--- Data section ---
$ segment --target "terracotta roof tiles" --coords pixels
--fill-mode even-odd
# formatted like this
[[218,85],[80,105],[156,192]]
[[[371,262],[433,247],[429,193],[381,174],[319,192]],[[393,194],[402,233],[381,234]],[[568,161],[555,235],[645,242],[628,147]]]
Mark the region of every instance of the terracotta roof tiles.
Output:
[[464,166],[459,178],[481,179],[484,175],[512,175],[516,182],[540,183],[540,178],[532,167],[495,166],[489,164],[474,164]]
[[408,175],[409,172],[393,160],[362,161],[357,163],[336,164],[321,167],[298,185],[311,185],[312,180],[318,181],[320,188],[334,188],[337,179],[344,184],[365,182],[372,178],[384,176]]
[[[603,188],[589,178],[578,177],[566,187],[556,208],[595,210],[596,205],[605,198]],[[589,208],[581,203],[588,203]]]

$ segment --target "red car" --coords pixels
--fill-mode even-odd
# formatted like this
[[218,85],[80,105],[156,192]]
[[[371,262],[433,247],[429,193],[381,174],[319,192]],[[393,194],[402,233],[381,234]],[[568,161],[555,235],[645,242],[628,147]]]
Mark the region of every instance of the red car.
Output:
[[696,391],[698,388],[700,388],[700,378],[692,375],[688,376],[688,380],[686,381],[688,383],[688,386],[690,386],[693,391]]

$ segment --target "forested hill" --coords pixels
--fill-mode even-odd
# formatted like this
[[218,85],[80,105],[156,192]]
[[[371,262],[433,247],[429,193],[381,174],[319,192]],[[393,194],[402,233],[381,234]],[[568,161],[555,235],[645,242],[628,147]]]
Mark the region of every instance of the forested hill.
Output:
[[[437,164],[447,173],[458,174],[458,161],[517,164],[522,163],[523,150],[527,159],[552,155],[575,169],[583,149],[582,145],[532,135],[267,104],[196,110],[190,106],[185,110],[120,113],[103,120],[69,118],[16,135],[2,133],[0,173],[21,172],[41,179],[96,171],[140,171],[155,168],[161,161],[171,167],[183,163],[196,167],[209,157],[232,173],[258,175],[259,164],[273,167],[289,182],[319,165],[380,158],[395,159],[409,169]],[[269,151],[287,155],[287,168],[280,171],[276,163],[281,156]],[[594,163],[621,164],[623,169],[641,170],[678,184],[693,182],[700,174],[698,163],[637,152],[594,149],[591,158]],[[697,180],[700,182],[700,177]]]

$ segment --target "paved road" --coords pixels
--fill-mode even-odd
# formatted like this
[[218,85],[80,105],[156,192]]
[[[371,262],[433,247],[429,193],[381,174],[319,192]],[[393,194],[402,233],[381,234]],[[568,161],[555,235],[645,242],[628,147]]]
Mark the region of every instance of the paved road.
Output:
---
> **Your objective**
Select, from the listing, all lines that include the word "every".

> **Solution for this problem**
Mark the region of every instance of the terracotta roof tiles.
Mark the region of every instance of the red car.
Mark the region of every instance of the forested hill.
Mark the region of every instance of the paved road.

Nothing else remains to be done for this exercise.